[일련의 목록]
________

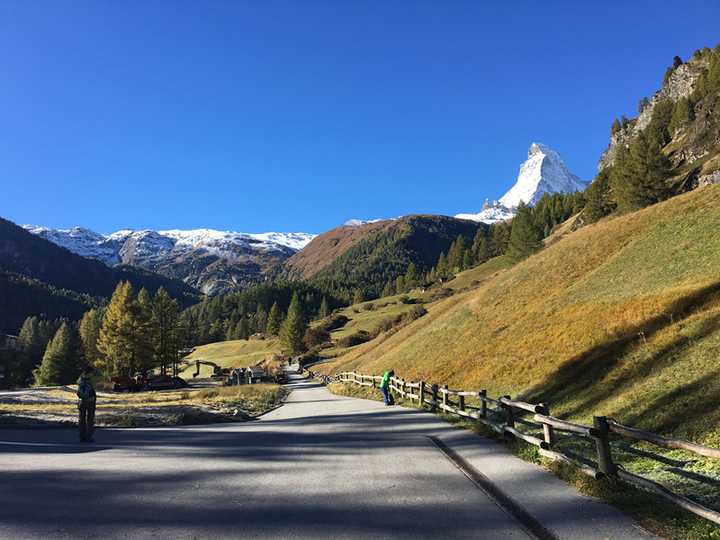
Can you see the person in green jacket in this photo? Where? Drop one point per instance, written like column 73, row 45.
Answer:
column 385, row 387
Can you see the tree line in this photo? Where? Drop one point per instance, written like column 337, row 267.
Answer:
column 642, row 173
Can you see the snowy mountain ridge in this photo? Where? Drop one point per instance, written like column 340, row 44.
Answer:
column 543, row 172
column 210, row 260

________

### [서술형 과제]
위 목록에서 "Can you see the tree"이라는 문구가 들어 있는 줄부터 목록 끝까지, 양 끝 줄을 포함해 한 글자도 바꾸지 말고 다시 적으세요.

### [아래 풀이]
Can you see the tree line in this photo? Where? Drop one point per instance, written like column 337, row 267.
Answer:
column 642, row 173
Can you see the snowy mountain ridge in this photo? Where? Drop one point per instance, written like column 340, row 44.
Answer:
column 543, row 172
column 210, row 260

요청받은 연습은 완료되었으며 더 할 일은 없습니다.